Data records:
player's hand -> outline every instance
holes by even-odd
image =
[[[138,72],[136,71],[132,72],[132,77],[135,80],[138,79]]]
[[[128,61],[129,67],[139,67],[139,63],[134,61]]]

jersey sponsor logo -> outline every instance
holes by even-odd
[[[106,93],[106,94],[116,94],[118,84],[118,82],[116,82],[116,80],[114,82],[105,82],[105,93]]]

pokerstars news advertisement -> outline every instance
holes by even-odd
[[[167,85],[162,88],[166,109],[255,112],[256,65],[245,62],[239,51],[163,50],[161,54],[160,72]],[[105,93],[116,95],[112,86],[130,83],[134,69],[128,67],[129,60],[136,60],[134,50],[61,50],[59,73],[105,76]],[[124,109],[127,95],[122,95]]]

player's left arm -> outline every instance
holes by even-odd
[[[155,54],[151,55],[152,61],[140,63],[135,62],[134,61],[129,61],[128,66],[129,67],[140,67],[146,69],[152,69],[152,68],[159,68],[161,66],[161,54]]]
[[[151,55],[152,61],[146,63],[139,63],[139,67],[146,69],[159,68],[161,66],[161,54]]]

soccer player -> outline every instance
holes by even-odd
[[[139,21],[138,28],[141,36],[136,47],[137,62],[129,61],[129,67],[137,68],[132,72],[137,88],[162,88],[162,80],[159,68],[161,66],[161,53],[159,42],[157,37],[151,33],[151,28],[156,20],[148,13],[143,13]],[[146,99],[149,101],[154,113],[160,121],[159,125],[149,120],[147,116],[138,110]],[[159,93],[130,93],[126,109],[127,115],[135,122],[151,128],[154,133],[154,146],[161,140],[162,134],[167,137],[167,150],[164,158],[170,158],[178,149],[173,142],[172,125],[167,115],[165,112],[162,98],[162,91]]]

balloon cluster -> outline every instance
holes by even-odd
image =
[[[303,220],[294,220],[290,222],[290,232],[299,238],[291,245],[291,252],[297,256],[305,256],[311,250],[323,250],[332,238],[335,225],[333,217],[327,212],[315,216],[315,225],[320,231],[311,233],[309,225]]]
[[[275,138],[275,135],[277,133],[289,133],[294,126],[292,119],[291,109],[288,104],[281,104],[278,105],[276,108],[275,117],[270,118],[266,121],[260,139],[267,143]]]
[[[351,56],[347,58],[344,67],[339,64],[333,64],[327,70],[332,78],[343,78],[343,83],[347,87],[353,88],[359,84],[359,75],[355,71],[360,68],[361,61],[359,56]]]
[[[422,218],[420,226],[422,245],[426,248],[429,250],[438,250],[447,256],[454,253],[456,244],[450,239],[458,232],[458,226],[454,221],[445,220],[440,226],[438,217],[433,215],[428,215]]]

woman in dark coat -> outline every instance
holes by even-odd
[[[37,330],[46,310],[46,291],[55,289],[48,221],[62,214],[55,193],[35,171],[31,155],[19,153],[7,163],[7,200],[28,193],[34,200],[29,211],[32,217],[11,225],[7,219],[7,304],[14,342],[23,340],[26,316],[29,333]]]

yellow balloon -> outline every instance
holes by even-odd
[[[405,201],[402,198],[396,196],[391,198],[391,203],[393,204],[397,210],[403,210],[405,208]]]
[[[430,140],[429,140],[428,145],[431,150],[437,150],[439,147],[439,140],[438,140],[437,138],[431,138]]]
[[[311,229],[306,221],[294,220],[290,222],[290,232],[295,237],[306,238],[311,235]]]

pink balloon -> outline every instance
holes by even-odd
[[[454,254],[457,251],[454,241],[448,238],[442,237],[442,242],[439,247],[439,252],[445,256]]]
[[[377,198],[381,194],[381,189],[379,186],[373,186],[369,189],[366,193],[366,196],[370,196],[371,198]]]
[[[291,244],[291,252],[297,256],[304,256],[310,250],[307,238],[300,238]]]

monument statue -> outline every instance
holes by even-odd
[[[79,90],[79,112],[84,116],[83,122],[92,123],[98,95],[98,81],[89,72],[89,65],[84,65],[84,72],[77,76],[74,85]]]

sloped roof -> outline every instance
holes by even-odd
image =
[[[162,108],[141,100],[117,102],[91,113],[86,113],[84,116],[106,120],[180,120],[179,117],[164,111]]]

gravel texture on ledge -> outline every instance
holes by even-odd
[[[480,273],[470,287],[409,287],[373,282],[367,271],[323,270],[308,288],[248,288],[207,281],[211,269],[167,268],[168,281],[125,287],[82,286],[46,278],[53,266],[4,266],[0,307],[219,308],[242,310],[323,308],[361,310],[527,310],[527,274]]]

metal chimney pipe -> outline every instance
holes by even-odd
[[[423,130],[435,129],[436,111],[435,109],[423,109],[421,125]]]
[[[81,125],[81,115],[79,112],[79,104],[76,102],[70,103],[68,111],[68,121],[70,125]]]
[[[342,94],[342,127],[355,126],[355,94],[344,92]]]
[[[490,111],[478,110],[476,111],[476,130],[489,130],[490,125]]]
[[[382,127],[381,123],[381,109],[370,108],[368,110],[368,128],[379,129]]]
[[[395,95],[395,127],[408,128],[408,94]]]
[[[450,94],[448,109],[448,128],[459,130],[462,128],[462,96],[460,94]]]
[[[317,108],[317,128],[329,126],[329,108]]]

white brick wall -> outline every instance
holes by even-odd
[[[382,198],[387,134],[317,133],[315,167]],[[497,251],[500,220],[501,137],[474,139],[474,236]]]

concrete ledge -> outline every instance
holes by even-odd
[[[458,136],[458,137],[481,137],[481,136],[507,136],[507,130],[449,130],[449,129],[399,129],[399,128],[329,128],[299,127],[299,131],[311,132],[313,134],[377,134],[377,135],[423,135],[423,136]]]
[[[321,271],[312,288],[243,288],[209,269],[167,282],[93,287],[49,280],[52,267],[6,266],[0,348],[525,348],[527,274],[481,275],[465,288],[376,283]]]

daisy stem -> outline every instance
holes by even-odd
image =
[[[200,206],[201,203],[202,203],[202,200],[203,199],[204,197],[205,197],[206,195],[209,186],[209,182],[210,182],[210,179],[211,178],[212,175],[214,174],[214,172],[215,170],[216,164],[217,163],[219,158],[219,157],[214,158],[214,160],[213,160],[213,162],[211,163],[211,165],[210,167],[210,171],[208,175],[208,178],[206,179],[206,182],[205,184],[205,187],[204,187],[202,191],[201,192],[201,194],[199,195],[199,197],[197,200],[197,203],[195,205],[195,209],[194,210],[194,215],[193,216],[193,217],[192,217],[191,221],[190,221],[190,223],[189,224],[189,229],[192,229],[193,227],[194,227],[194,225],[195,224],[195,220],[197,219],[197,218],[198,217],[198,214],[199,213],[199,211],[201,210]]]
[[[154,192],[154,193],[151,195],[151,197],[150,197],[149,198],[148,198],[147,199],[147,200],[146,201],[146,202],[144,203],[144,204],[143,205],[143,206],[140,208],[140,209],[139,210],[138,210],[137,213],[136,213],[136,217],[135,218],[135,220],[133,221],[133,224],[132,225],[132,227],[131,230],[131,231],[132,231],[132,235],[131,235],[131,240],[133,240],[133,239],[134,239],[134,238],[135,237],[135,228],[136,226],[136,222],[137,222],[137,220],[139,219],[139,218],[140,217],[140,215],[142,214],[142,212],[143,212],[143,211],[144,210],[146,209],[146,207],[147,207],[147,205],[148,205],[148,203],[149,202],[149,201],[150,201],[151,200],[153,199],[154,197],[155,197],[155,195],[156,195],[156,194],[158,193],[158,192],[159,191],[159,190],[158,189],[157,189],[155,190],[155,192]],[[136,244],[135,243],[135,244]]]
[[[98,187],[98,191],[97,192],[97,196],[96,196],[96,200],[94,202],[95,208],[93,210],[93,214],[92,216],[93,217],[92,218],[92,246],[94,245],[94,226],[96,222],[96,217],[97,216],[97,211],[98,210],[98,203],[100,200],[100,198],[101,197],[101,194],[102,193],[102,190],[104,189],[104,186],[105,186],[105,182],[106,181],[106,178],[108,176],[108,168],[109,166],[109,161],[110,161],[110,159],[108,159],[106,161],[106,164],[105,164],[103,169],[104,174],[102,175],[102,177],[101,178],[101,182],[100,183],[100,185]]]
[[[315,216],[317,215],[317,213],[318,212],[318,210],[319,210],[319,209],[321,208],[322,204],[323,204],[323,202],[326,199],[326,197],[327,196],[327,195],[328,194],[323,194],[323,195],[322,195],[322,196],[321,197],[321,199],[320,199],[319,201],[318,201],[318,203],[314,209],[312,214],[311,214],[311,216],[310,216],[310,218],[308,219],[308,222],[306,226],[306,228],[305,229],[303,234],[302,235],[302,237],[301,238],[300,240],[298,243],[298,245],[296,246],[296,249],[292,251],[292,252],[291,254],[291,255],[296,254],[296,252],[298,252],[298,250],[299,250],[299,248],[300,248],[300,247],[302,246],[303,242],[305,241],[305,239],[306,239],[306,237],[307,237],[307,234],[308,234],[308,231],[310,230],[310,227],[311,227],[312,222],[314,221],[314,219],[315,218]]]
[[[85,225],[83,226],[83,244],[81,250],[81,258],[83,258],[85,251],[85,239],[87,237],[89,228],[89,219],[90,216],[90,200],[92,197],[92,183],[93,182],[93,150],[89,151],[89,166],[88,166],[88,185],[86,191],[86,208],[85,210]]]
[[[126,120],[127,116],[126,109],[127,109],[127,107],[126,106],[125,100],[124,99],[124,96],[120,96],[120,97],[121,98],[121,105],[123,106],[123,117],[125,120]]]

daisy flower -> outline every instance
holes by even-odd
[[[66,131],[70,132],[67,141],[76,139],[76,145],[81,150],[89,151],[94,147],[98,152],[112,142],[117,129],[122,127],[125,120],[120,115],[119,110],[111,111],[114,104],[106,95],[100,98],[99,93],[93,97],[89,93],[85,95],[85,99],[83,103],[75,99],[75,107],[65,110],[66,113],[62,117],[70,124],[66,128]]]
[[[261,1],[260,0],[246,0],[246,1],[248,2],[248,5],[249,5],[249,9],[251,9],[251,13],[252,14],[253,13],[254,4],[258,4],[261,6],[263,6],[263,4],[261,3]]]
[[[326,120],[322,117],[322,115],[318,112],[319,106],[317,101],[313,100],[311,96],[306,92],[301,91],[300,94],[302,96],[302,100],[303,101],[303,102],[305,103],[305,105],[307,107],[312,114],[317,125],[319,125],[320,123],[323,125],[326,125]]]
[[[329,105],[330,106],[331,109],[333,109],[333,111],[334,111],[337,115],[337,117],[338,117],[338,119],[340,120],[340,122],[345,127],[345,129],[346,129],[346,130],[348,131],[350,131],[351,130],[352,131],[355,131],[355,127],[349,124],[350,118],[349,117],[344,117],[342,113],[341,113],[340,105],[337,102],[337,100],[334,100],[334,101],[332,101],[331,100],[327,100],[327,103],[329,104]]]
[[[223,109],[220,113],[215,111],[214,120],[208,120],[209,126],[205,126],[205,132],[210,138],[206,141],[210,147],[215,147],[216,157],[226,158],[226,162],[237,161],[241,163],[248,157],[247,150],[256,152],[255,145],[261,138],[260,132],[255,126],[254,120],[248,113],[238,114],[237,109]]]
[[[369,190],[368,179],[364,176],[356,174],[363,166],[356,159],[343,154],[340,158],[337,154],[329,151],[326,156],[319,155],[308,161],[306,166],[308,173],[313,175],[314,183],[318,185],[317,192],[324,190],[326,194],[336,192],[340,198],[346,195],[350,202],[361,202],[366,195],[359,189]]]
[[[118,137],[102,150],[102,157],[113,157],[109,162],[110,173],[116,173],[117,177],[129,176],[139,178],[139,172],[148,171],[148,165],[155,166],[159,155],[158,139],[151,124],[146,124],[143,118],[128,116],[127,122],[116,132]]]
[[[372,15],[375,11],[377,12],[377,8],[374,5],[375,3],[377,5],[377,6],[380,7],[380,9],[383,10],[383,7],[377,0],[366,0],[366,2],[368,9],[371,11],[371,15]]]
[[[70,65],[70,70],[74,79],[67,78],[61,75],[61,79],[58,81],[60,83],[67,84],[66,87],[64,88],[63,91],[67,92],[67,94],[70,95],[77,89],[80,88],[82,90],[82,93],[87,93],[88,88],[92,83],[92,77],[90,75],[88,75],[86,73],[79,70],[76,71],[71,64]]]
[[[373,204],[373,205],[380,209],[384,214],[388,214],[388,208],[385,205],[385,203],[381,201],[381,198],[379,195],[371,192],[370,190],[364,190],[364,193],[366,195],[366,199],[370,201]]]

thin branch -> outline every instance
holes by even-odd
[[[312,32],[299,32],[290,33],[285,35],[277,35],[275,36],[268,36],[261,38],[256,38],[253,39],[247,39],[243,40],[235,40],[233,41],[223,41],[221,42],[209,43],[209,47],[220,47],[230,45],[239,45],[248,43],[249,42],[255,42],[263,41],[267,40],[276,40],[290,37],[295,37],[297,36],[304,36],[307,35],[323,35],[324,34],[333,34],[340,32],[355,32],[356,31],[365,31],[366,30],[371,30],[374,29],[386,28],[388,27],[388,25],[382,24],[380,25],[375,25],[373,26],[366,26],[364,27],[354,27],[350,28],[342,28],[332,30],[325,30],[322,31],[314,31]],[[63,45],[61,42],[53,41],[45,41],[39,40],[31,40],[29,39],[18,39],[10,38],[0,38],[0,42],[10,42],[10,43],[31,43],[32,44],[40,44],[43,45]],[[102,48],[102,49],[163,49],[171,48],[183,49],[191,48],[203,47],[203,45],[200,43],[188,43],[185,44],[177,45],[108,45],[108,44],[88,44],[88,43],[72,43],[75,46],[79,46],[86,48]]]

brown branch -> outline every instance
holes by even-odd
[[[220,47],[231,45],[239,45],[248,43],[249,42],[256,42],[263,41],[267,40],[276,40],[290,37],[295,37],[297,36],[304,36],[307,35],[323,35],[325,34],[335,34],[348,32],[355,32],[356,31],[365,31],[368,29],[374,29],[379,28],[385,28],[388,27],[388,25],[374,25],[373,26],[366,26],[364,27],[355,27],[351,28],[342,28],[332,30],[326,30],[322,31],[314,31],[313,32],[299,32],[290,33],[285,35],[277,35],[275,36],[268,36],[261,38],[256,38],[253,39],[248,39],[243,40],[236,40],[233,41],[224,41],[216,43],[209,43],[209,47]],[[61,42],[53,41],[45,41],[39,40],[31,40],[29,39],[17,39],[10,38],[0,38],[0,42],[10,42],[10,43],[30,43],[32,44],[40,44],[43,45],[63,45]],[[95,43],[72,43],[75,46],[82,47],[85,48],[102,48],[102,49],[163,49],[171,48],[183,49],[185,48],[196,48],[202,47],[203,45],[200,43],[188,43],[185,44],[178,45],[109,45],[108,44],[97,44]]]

*Stated goal*. Copy out the lines above, from the line containing "brown branch -> outline every instance" through the end of the records, without changing anything.

*Response below*.
brown branch -> outline every instance
holes by even-odd
[[[220,47],[231,45],[239,45],[248,43],[249,42],[256,42],[263,41],[267,40],[276,40],[290,37],[295,37],[297,36],[304,36],[307,35],[323,35],[325,34],[335,34],[348,32],[355,32],[356,31],[365,31],[368,29],[374,29],[379,28],[385,28],[388,27],[388,25],[374,25],[373,26],[366,26],[364,27],[355,27],[351,28],[342,28],[332,30],[326,30],[322,31],[314,31],[313,32],[299,32],[290,33],[285,35],[277,35],[275,36],[268,36],[261,38],[256,38],[253,39],[248,39],[243,40],[236,40],[233,41],[224,41],[216,43],[209,43],[209,47]],[[61,42],[53,41],[45,41],[39,40],[31,40],[29,39],[17,39],[10,38],[0,38],[0,42],[10,42],[10,43],[30,43],[32,44],[40,44],[43,45],[63,45]],[[95,43],[72,43],[75,46],[82,47],[85,48],[102,48],[102,49],[163,49],[171,48],[183,49],[185,48],[196,48],[202,47],[203,45],[200,43],[188,43],[185,44],[178,45],[109,45],[108,44],[97,44]]]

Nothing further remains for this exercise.